| Source text |

* * * *

New Policy Tool Manages Extreme Parking Congestion and Strengthens Economic Development in Growing Community
After months of preparation and planning, Houston’s first Parking Benefit District (PBD) along the Washington Avenue Corridor is scheduled to take effect on May 1, 2013. Parking meters along the Corridor will begin operating every Monday through Sunday, from 7 a.m. to 2 a.m.
The Washington Corridor PBD is bounded by Houston Avenue, Center Boulevard, Lillian Street/Decatur Street and Westcott Street. Houston City Council approved the PBD on December 12, 2012.
“This is a huge step in the right direction for the City of Houston,” said Don Pagel, Deputy Director for the City of Houston’s Administration and Regulatory Affairs Department. “With hundreds of people moving into Houston each day, parking will continue to get worse and worse over time. We are glad to be one of the first, and certainly the largest, cities to adopt such an innovative strategy to reduce parking congestion and generate new revenues for the community.”
A PBD is a defined area, typically along commercial corridors, in which a portion of the revenue generated from parking meters is returned to the district to finance community projects. One-hundred percent of such payments to meters elsewhere in the City are subject to transfer into Houston’s General Fund. However, in the Washington Avenue PBD, approximately 60 percent of the revenue from the paid parking spaces along the PBD will return to the district where it will fund neighborhood projects such as landscaping, street maintenance, public safety, lighting, sidewalk and pedestrian improvements, and more. The remaining 40 percent will go to a fund that offsets the district’s expenses.
An advisory committee, appointed by the Mayor and approved by City Council, will decide how the revenue is used based on community feedback during public meetings. The committee is comprised of seven people who live or work in the district.

* * * *

| Provided records |
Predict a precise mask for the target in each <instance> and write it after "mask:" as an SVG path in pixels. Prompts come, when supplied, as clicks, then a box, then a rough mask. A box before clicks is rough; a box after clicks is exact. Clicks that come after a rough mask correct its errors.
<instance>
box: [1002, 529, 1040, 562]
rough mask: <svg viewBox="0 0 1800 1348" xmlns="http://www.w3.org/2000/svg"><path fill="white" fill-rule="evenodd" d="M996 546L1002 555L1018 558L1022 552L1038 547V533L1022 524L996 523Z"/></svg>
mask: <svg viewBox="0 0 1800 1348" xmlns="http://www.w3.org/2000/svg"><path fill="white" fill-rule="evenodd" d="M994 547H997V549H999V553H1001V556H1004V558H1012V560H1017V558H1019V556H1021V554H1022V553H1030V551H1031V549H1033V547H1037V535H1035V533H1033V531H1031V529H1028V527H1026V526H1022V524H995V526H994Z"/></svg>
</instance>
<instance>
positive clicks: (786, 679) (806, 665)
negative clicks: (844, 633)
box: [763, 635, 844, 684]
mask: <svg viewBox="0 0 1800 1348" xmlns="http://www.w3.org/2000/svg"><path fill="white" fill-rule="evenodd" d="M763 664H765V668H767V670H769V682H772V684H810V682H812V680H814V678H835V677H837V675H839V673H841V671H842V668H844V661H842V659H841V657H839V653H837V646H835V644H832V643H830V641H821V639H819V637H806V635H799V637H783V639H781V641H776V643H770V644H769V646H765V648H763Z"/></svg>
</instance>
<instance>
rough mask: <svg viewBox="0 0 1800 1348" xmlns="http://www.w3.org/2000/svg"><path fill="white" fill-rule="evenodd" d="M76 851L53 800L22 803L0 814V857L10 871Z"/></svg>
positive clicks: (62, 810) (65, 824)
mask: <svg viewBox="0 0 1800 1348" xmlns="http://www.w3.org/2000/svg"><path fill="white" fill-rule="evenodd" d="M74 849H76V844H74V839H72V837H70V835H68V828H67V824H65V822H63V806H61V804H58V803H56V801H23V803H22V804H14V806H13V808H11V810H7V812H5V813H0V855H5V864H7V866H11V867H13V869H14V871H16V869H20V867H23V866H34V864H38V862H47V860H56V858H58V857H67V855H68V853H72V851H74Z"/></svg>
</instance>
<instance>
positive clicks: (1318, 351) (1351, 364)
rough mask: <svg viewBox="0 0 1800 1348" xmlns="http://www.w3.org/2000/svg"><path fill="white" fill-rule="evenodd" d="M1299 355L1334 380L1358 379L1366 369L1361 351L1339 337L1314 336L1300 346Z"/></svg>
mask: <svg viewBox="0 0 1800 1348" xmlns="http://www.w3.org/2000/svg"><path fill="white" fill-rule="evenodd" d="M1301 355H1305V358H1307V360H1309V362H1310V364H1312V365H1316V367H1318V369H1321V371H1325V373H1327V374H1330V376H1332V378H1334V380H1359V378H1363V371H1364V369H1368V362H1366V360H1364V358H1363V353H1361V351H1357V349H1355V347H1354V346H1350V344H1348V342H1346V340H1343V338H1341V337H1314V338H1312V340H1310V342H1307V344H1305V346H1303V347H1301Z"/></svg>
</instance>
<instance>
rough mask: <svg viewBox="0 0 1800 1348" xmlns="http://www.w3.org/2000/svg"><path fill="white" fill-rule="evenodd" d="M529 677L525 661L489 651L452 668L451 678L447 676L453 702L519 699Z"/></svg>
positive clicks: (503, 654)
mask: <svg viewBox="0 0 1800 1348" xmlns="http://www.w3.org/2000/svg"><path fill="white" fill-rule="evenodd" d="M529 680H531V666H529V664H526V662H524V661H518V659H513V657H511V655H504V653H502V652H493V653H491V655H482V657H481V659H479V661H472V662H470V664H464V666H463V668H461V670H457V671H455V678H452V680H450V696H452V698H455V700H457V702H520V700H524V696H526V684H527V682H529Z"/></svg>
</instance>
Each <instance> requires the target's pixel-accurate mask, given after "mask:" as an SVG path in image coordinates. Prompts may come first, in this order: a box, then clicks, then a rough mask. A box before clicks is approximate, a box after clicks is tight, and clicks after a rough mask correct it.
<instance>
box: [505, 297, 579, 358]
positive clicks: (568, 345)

* * * *

| Exercise A |
Please format the lines of the rows, from the first line of the rows through the line containing "546L1002 555L1018 558L1022", as a Markdown table with the columns Line No. and Content. Leave out blank lines.
| Exercise B |
Continue the text about Houston's Washington Avenue Parking Benefit District from its last sentence.

| Response A |
| Line No. | Content |
|---|---|
| 1 | Predict a precise mask for the target in each <instance> and write it after "mask:" as an SVG path in pixels. Prompts come, when supplied, as clicks, then a box, then a rough mask. A box before clicks is rough; a box after clicks is exact. Clicks that come after a rough mask correct its errors. |
| 2 | <instance> |
| 3 | box: [1002, 529, 1040, 562] |
| 4 | rough mask: <svg viewBox="0 0 1800 1348" xmlns="http://www.w3.org/2000/svg"><path fill="white" fill-rule="evenodd" d="M996 546L1002 555L1018 558L1022 552L1038 547V533L1022 524L996 523Z"/></svg> |

| Response B |
The PBD is meant to manage the Corridor’s supply and demand so that parking is more convenient and easy for drivers in one of the City’s portfolio of once-stagnant areas that has seen rapid and dense mixed-use redevelopment. Drivers can pay for the meters with their credit card or via a phone where they can “feed the meter” with a simple click of a button from anywhere using the Parkmobile App. Houston’s PBD plan also includes the designation of permit parking areas for residents and business owners of the corridor. Permit parking is effective Thursday – Sunday, 6 p.m. – 2 a.m.
“This Parking Benefit District is a trial run,” said Pagel. “We will constantly look at what works and what doesn’t and then decide whether or not this type of project is something that should be implemented all over Houston’s community.”
Though the Washington Avenue Corridor is the first PBD in Houston, this parking strategy has proved successful in reducing parking congestion and generating new economic development revenues in other parts of the country. For example, a PBD in Boulder, Colorado resulted in a 12 percent increase in carpooling, reducing parking demand by 850 spaces. The first year of a PBD implementation in Old Pasadena, California resulted in a 100 percent increase in sales tax revenues, creating a cycle of reinvestment in the district. In Texas, a PBD in Austin resulted in a 10 percent growth in sales tax and a 16 percent growth in mixed beverage receipts.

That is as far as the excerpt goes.